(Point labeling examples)
● ● ● ● ●
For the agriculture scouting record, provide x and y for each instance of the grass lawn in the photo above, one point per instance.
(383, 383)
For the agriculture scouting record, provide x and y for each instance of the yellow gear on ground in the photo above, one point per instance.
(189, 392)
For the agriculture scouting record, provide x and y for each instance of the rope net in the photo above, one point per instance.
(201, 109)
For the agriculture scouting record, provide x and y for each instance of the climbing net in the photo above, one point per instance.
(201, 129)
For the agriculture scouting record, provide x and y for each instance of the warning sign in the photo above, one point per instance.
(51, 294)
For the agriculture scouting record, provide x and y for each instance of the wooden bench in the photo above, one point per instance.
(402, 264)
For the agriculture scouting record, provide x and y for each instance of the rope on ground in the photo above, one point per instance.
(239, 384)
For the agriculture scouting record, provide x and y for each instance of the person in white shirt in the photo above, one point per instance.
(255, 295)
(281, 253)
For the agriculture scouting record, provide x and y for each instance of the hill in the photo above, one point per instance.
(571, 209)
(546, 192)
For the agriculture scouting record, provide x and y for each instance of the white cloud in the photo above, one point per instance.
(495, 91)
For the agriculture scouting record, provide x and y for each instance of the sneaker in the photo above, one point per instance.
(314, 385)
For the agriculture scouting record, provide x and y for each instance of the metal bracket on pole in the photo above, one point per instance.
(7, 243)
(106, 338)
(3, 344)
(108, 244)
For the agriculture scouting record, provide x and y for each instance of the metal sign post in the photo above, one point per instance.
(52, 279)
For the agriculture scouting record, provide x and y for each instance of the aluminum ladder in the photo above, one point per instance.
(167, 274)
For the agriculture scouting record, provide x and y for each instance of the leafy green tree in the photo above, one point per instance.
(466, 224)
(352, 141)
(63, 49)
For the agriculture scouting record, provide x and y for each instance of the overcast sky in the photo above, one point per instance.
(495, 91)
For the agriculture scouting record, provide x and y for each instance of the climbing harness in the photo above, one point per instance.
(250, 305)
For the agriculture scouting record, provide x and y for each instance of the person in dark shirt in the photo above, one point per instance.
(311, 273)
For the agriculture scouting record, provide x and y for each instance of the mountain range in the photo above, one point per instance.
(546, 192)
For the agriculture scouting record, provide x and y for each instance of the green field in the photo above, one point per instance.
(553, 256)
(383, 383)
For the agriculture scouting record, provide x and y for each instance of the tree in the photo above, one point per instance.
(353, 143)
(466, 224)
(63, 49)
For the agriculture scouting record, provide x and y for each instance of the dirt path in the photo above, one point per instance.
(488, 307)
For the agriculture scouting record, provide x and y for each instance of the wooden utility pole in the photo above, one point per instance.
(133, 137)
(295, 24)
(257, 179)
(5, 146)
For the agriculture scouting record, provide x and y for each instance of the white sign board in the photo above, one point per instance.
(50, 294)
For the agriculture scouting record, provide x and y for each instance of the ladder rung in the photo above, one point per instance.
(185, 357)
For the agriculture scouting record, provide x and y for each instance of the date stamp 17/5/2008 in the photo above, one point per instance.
● ● ● ● ●
• [STATED EXERCISE]: Could you write out again every line from the one containing "the wooden utility" up to and including the last line, requests and all, with each answer coordinate multiplied by 1.85 and rounded to a whole number, halves rounded up?

• [THE OUTPUT]:
For the agriculture scouting record, provide x and y for each instance of the wooden utility pole in the photo above, one point per instance.
(246, 253)
(546, 44)
(475, 331)
(9, 270)
For the agriculture scouting record, provide x and y for each instance of the white sign board in the photo above, one point per instance.
(93, 544)
For the agriculture scouting record, provide x and y for each instance of the ladder rung in the photo above, one point per instance.
(342, 660)
For the agriculture scouting record, provide x and y for each instance of the date stamp 17/5/2008 in the photo above, one point per instance.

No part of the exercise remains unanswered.